## Start Page text
Most SystemC beginners treat SC_THREAD and SC_METHOD as interchangeable styles — pick one and stick with it. That's the wrong mental model, and it leads to some of the most confusing simulation bugs you'll encounter: processes that deadlock silently, events that get missed, or runtime crashes with no obvious cause.

The real difference isn't about length or complexity of code. It's about one thing: whether a process can suspend mid-execution and resume from where it left off. Everything else flows from that.

1. How the Simulation Kernel Actually Works

Before comparing the two, you need to understand what the kernel is doing underneath. SystemC uses cooperative multitasking — not true parallelism. Only one process runs at a time. When a process runs, it has full control of the CPU until it voluntarily yields back to the kernel.

The kernel runs in a loop:

  1. Initialize — run all processes once to set initial state
  2. Evaluate — run all processes that are ready (triggered by events)
  3. Update — apply pending channel writes (delta cycle)
  4. Advance Time — move to the next scheduled event
  5. Repeat from Evaluate
Key insight The kernel cannot preempt a running process. If a process enters an infinite loop without yielding, simulation freezes. This is why the mechanism of yielding — which differs completely between SC_THREAD and SC_METHOD — is the most important thing to understand.
## End Page text
● Objectives
[a] Duplicate the SystemC passage word for word, starting at "3. Update —" and ending at "thing to understand.".
[b] Name each step of the simulation kernel's loop as the SystemC passage lists them.
## Start Material supplied
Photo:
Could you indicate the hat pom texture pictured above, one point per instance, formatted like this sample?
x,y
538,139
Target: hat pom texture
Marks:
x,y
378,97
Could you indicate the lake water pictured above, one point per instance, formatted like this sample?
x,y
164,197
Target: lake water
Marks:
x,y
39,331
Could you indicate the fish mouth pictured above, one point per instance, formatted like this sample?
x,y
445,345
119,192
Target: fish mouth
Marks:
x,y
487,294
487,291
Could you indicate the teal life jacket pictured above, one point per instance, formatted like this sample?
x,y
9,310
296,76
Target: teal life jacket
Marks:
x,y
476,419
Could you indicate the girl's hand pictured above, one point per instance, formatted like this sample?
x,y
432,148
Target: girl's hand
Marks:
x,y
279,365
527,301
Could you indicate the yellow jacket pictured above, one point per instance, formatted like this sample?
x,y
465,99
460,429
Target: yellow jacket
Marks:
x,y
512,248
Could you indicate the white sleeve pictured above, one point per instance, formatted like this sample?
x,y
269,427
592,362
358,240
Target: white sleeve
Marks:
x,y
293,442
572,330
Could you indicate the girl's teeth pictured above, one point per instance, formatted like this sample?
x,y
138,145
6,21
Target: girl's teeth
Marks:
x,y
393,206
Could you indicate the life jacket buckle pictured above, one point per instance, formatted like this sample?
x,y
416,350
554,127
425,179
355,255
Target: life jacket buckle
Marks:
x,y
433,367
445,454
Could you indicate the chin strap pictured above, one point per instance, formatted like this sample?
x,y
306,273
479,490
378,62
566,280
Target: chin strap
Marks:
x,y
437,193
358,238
## End Material supplied
## Start Material supplied
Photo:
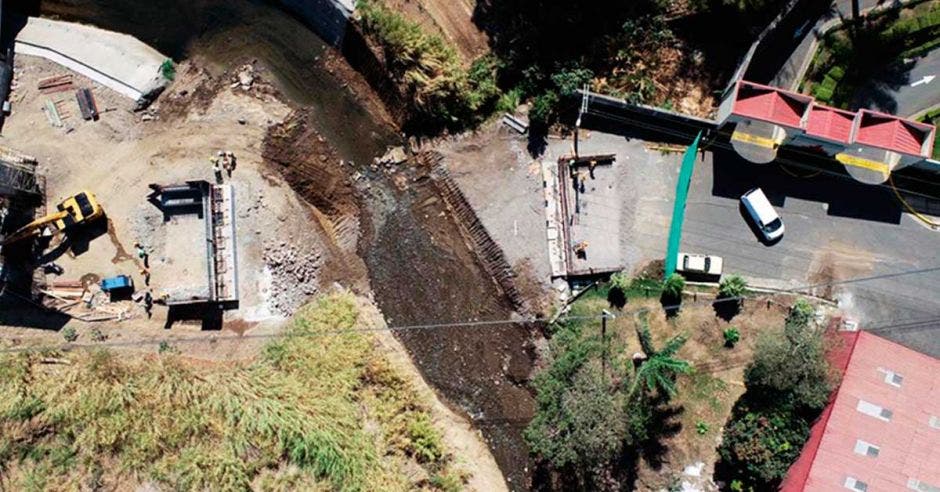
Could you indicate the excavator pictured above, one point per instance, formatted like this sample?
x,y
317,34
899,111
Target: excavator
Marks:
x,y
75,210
## End Material supplied
● Correct answers
[a]
3. Update — apply pending channel writes (delta cycle)
  4. Advance Time — move to the next scheduled event
  5. Repeat from Evaluate
Key insight The kernel cannot preempt a running process. If a process enters an infinite loop without yielding, simulation freezes. This is why the mechanism of yielding — which differs completely between SC_THREAD and SC_METHOD — is the most important thing to understand.

[b]
1. Initialize
2. Evaluate
3. Update
4. Advance Time
5. Repeat from Evaluate